Information provided section start
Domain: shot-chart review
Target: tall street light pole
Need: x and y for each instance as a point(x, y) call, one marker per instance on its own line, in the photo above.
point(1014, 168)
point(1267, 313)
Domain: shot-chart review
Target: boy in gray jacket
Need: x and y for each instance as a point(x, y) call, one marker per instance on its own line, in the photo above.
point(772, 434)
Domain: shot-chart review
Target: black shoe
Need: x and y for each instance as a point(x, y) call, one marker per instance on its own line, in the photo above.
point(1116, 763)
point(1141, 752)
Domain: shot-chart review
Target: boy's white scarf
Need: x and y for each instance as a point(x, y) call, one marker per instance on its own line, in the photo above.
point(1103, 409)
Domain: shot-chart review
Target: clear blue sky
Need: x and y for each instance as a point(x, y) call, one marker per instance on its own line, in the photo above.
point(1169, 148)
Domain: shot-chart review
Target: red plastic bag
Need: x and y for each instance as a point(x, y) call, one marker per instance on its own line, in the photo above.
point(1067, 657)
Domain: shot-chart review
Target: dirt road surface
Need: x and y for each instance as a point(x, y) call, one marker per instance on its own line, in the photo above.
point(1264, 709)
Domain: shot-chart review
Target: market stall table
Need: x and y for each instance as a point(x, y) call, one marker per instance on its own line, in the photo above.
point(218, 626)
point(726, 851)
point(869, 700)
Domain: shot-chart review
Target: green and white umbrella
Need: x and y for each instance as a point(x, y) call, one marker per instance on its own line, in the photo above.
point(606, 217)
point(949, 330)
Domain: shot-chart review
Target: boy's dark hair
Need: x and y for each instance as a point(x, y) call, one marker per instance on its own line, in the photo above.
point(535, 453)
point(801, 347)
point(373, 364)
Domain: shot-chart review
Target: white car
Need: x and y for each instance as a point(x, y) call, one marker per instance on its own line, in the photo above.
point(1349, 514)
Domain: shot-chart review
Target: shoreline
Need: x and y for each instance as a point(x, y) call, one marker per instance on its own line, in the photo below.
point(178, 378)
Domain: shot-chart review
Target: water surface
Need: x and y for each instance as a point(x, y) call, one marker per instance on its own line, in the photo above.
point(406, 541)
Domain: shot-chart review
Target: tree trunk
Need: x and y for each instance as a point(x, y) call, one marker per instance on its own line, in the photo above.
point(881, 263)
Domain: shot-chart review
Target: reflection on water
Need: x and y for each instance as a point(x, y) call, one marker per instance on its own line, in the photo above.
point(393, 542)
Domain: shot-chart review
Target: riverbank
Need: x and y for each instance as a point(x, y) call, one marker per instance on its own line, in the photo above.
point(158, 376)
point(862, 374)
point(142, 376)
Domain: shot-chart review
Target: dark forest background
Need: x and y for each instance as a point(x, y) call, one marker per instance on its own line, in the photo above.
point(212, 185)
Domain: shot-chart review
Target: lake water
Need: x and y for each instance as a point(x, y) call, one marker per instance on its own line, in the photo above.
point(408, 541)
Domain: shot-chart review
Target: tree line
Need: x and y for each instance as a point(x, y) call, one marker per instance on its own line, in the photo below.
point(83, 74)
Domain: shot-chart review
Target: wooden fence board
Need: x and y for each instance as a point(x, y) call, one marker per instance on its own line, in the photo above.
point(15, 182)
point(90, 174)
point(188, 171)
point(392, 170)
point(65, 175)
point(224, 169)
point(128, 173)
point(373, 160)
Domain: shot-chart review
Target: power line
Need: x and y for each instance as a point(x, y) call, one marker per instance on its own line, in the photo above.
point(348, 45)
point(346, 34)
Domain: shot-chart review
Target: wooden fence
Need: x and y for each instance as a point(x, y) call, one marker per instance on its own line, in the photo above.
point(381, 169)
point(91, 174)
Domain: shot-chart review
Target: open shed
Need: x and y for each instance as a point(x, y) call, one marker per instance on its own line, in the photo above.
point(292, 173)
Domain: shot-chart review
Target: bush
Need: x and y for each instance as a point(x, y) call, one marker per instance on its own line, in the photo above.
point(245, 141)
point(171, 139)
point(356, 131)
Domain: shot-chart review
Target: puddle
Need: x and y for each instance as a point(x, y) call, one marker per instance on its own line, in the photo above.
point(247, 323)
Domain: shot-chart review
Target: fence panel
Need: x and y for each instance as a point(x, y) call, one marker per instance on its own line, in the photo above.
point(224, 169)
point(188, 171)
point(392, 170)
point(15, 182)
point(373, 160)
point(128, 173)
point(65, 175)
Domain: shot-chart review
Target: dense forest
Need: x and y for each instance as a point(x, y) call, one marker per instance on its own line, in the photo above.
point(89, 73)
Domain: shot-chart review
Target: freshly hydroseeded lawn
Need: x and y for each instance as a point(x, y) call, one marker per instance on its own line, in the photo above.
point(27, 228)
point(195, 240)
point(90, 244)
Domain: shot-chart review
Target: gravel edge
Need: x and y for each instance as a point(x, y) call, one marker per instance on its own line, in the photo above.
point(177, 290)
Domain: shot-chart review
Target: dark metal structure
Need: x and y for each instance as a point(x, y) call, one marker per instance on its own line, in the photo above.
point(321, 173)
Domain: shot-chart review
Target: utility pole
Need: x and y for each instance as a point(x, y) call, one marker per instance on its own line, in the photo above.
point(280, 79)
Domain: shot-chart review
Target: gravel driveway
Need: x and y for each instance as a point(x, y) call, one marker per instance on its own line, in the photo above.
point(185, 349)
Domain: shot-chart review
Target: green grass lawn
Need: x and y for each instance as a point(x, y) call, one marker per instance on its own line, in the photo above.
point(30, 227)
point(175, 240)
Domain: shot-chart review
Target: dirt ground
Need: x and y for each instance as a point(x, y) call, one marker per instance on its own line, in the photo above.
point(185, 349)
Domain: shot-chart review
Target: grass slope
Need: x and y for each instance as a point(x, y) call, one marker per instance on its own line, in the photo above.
Information provided section end
**Exercise objective**
Where a line in the preceding listing contains the word "gravel", include it in your count, and reply with that number alone.

**Your response**
2